* [Problem statement]
Scan the listing below. Report each line that includes "cricket".

* [Input for this task]
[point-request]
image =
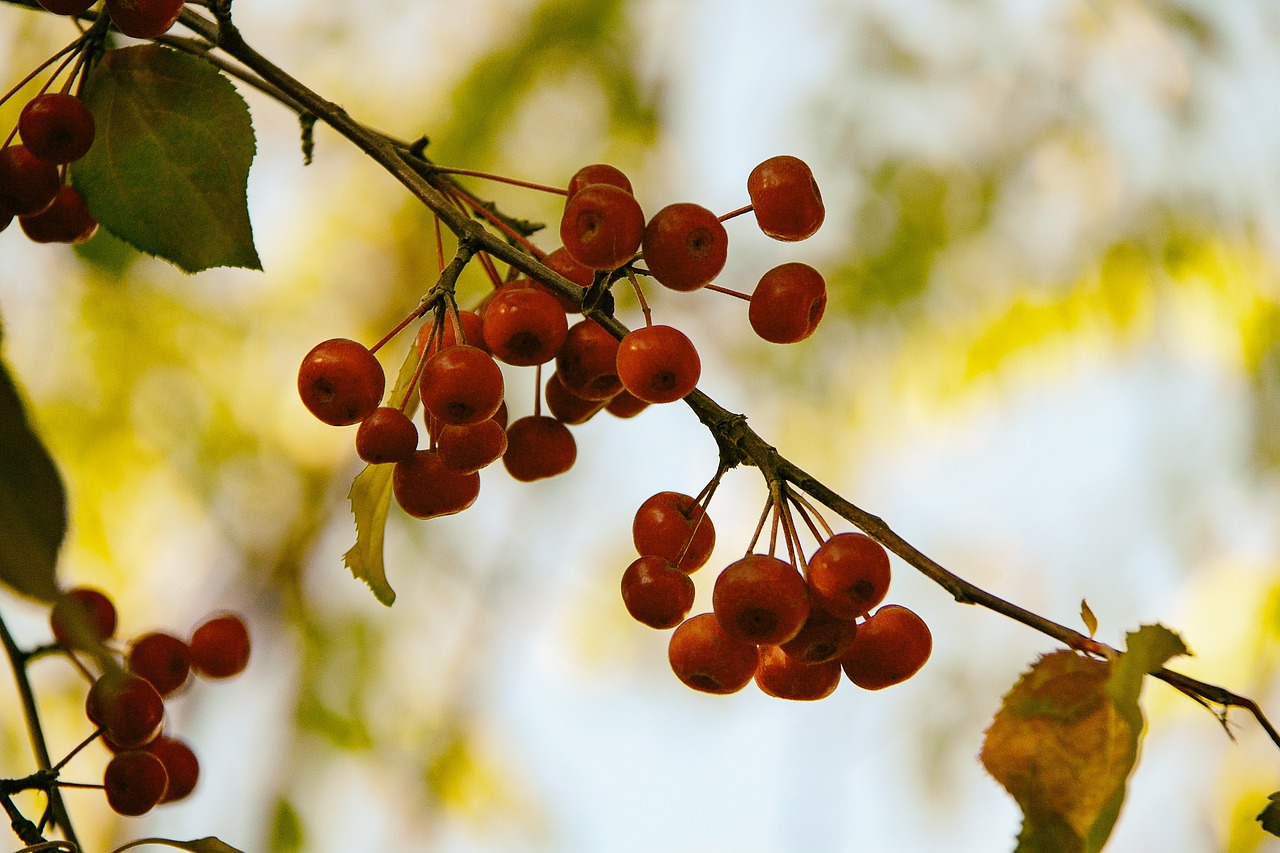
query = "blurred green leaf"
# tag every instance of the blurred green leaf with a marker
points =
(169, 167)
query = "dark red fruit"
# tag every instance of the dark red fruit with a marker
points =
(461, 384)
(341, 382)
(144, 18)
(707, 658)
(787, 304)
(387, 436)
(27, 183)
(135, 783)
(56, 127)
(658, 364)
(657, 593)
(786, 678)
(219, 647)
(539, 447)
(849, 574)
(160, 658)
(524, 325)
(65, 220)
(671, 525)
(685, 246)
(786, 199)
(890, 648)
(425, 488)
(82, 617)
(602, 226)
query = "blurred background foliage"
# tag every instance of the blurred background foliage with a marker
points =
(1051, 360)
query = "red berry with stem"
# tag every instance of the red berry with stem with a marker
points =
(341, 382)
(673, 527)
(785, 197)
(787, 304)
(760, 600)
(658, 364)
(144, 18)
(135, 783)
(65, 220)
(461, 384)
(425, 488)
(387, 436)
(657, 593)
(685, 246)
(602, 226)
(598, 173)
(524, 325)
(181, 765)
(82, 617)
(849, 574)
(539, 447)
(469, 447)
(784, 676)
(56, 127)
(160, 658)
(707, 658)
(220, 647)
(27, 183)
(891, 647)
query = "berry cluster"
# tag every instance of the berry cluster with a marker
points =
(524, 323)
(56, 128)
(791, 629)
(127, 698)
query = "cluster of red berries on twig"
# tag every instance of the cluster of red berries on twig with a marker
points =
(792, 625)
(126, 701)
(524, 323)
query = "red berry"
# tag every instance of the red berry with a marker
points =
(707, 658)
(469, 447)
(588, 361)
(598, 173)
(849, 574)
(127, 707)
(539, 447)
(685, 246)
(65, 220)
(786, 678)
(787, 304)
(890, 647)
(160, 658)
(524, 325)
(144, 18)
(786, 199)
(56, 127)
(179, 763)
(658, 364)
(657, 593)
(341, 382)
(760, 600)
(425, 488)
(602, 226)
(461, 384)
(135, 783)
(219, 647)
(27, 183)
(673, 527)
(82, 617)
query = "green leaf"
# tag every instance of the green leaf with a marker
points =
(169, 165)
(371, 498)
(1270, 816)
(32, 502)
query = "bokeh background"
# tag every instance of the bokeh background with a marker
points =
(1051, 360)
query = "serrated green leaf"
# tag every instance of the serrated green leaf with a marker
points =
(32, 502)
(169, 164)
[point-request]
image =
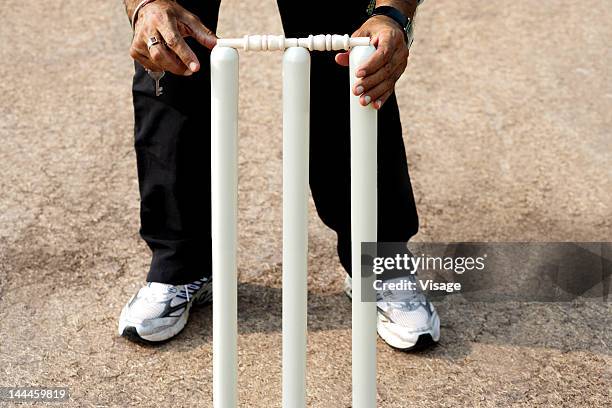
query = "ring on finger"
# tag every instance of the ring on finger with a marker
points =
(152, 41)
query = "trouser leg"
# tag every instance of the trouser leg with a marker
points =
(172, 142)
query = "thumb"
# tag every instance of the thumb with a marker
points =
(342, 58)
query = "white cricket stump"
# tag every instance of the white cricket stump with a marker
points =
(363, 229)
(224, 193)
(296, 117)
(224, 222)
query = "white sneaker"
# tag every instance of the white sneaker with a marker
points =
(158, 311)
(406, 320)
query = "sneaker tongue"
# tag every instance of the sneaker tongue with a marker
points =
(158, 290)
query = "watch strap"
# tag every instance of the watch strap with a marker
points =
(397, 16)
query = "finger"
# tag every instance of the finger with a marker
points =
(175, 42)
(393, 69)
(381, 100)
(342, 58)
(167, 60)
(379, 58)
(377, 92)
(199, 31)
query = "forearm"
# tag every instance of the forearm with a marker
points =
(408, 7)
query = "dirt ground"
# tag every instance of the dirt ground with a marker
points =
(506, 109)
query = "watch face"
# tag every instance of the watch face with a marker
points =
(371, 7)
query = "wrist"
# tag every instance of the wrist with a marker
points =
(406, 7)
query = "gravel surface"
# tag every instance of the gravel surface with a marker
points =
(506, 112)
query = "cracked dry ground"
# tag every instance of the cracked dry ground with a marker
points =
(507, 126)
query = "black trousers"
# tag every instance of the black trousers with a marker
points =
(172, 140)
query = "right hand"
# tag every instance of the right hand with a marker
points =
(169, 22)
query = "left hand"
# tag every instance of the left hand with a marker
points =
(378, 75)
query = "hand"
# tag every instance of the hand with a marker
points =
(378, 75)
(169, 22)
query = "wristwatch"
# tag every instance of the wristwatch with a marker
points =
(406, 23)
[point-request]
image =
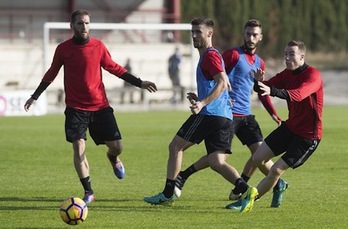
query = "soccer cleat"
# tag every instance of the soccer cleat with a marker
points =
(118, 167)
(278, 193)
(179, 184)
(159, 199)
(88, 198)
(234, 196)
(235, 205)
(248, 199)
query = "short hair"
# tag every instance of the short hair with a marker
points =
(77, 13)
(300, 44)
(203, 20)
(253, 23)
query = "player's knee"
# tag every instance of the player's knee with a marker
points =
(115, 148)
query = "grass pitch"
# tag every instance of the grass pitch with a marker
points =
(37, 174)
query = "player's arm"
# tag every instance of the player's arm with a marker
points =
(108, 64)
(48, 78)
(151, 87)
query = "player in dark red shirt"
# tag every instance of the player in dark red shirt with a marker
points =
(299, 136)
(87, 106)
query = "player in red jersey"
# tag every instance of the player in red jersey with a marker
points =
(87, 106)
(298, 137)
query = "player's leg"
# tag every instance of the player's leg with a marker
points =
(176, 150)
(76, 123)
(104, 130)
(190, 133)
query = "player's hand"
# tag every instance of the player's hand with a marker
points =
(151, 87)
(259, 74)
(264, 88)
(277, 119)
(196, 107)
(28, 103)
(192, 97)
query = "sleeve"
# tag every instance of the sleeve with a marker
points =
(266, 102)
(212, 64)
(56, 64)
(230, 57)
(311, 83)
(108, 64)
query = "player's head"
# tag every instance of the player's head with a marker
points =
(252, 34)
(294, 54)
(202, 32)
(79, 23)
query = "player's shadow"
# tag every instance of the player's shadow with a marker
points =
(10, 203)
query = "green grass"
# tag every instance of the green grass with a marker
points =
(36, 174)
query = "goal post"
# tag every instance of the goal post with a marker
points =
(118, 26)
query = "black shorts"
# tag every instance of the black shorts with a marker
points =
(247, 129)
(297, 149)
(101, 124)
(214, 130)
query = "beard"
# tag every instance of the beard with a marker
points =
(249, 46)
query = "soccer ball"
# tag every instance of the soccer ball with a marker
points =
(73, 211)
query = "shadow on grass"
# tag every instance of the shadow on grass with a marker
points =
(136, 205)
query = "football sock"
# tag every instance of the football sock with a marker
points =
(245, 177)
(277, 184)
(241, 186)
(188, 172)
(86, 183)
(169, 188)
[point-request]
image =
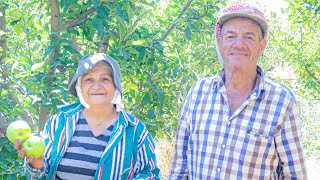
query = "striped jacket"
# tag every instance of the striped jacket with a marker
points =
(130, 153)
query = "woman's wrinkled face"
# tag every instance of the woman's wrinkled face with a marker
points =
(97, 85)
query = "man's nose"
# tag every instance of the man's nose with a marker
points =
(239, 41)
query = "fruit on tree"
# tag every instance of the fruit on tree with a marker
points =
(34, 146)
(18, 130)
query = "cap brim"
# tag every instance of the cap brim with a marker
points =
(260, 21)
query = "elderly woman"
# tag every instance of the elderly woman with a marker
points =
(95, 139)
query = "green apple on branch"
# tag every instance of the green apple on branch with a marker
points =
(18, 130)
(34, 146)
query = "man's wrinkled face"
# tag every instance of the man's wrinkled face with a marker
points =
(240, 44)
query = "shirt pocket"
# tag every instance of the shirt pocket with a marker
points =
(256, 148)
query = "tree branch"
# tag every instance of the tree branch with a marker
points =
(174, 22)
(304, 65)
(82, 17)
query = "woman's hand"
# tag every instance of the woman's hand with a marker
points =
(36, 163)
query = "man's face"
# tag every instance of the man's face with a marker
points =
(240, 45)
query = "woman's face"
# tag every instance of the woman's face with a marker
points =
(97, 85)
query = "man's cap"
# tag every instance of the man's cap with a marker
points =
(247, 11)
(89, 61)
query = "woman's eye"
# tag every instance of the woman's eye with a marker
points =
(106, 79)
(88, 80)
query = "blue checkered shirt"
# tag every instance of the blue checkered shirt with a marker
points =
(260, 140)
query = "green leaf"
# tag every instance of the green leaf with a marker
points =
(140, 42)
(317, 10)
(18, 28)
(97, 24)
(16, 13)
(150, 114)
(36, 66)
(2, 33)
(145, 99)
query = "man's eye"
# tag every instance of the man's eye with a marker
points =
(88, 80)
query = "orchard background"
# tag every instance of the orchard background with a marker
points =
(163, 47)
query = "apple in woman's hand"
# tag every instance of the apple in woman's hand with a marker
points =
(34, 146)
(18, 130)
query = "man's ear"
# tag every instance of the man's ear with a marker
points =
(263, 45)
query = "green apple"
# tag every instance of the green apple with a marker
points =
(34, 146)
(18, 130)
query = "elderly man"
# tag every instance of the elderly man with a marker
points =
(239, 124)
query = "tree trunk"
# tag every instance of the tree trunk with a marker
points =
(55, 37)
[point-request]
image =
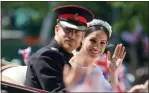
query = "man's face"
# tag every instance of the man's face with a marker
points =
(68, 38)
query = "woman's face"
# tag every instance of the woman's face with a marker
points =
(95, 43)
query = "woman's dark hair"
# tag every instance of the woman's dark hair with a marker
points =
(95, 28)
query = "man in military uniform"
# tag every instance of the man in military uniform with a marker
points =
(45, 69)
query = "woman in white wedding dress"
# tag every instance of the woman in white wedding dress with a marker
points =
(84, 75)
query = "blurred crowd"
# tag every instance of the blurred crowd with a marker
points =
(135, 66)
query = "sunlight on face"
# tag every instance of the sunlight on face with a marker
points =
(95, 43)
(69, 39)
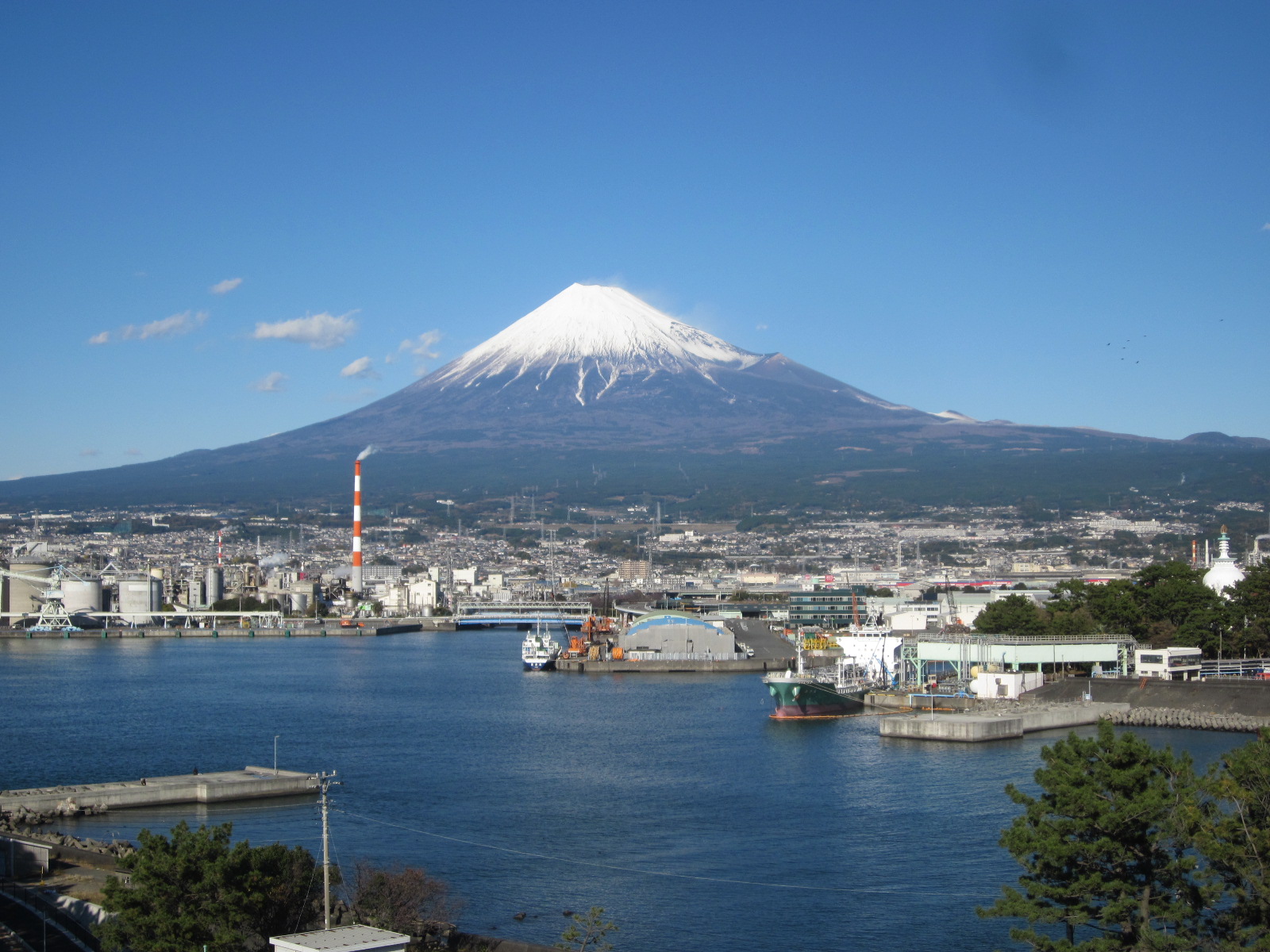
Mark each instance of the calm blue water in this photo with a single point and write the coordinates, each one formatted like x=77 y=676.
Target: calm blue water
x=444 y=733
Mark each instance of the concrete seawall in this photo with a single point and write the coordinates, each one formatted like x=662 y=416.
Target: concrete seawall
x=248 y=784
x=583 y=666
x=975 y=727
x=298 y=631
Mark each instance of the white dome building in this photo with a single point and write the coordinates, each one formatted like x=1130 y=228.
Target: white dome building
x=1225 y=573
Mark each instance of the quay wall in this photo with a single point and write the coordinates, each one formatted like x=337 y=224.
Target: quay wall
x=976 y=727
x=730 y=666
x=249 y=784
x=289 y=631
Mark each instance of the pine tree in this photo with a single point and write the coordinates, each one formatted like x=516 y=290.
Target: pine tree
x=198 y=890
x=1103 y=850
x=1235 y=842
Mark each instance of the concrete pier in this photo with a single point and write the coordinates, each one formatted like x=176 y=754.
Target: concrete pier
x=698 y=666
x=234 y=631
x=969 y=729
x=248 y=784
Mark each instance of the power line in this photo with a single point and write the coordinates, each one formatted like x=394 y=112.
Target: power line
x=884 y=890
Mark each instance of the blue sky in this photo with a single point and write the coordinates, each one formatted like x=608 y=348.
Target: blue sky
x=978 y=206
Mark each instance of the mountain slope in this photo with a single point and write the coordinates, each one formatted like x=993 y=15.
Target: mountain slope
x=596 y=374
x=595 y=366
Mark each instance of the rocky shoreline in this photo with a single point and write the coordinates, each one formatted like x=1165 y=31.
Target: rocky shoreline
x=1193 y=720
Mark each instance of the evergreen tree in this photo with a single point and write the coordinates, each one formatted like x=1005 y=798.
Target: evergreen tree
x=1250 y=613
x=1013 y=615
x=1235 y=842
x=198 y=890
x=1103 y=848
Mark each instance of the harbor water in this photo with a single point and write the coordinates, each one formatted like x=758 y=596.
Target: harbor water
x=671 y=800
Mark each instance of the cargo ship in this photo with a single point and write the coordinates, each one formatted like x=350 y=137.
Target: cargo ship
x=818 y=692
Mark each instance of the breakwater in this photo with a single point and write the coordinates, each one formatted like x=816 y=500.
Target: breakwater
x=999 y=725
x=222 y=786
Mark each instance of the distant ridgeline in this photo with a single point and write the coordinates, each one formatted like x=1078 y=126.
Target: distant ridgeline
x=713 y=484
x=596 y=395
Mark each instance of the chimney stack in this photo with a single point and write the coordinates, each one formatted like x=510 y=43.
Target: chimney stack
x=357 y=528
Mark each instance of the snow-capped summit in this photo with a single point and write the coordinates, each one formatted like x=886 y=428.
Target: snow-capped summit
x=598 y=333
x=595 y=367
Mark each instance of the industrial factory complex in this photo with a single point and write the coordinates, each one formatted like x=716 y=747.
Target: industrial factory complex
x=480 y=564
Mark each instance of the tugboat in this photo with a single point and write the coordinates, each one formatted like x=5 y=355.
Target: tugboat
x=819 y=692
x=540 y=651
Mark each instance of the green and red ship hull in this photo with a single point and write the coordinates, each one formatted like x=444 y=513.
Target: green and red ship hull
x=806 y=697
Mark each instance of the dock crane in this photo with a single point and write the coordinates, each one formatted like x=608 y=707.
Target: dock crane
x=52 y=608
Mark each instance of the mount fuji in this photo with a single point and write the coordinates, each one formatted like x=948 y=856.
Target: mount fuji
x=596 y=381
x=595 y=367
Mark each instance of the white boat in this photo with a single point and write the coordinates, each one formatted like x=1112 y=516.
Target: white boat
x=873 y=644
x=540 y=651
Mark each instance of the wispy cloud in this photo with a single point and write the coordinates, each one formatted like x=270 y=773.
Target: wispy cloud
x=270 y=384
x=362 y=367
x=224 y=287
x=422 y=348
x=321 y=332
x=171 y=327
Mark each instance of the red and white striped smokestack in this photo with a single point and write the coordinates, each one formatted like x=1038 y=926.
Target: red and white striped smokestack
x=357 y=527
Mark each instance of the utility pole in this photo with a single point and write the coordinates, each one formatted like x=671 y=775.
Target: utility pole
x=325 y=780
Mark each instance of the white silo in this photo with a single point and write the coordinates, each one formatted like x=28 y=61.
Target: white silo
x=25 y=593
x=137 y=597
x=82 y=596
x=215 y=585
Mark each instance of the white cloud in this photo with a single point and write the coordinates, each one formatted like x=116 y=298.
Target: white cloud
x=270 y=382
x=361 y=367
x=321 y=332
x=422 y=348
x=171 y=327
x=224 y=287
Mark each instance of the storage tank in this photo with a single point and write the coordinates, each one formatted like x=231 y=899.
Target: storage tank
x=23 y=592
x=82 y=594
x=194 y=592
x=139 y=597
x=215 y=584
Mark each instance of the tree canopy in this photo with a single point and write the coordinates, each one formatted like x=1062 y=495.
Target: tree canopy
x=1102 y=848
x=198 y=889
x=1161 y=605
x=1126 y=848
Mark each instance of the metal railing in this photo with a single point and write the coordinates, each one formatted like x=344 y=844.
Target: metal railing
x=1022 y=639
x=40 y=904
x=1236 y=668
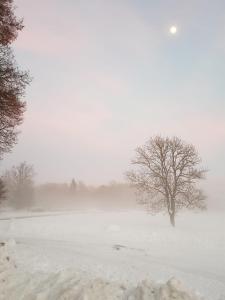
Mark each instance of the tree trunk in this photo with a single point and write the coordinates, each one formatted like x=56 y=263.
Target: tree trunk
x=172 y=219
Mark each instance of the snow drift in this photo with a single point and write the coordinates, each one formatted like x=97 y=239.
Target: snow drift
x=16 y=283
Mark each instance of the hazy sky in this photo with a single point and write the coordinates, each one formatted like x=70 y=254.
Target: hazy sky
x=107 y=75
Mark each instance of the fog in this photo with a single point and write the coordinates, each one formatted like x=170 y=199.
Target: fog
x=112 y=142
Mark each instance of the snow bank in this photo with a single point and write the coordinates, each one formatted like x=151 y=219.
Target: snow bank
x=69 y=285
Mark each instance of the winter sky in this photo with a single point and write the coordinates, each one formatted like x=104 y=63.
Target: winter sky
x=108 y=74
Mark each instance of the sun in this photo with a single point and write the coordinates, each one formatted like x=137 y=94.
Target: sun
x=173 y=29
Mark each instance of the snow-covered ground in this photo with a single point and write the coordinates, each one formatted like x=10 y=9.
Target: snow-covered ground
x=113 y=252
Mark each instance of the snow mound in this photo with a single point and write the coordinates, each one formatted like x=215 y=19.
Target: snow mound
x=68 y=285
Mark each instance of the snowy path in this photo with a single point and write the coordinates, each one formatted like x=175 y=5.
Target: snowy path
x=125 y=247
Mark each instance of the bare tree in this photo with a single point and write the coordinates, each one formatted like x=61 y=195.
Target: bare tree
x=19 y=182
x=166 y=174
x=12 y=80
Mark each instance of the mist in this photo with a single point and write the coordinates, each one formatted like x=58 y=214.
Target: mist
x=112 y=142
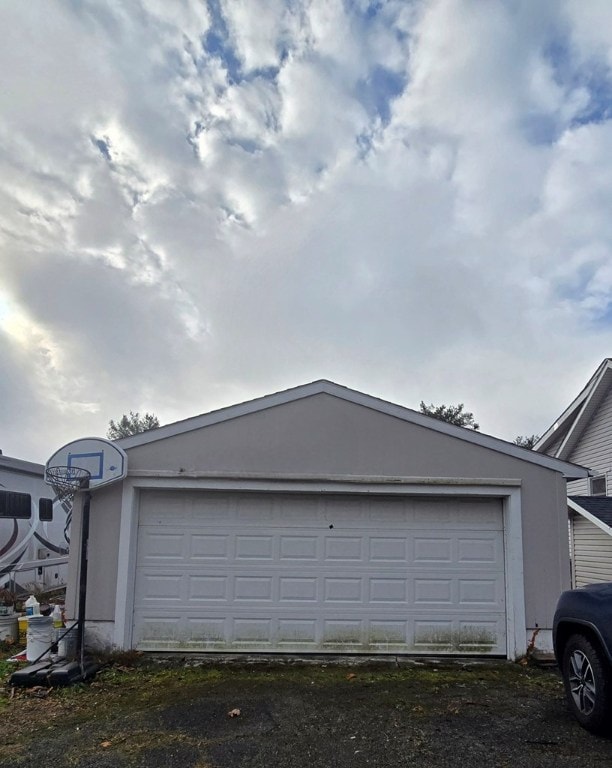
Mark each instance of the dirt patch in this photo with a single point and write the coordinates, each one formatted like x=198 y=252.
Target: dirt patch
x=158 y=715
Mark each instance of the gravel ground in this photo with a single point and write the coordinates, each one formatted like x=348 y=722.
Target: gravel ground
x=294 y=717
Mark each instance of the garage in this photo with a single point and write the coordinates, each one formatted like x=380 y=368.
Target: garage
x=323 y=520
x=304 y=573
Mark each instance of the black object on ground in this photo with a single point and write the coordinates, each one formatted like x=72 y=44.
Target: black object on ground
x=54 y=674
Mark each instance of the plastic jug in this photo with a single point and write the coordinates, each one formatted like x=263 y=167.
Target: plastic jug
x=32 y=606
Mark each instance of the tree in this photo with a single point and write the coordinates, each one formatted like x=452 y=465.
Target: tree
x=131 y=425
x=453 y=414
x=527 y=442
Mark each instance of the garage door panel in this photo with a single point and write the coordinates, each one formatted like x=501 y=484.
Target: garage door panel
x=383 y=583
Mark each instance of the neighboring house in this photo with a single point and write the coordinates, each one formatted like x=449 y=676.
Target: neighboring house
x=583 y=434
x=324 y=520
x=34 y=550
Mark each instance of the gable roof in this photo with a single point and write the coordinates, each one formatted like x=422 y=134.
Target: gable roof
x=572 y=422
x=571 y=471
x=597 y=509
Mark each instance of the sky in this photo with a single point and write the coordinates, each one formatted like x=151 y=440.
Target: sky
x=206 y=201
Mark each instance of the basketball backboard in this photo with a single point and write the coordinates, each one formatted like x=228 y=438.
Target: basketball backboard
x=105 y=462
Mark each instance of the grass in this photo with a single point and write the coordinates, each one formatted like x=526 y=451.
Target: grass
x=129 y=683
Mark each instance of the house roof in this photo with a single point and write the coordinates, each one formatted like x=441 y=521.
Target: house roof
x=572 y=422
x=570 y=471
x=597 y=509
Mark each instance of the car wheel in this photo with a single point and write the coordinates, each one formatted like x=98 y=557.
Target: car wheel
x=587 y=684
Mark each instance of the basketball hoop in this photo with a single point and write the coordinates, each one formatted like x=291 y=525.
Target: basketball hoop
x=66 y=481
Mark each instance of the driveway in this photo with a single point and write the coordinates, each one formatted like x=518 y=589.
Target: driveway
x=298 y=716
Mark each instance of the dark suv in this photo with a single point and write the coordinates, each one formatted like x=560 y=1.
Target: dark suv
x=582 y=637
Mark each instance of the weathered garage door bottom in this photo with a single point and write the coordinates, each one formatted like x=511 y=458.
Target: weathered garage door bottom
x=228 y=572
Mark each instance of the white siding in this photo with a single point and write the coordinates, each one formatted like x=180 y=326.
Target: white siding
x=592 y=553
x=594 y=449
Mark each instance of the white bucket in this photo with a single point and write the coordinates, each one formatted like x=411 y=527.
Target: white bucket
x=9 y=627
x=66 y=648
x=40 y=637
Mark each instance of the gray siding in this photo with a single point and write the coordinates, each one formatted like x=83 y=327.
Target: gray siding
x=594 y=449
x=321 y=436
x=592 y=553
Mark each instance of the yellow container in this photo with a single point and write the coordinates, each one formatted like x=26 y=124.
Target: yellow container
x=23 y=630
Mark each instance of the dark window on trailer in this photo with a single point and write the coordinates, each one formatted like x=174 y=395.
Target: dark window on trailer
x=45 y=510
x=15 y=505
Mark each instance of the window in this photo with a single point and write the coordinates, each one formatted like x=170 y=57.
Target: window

* [Finished exercise]
query = "white cricket stump"
# tag every instance of the white cricket stump with a marker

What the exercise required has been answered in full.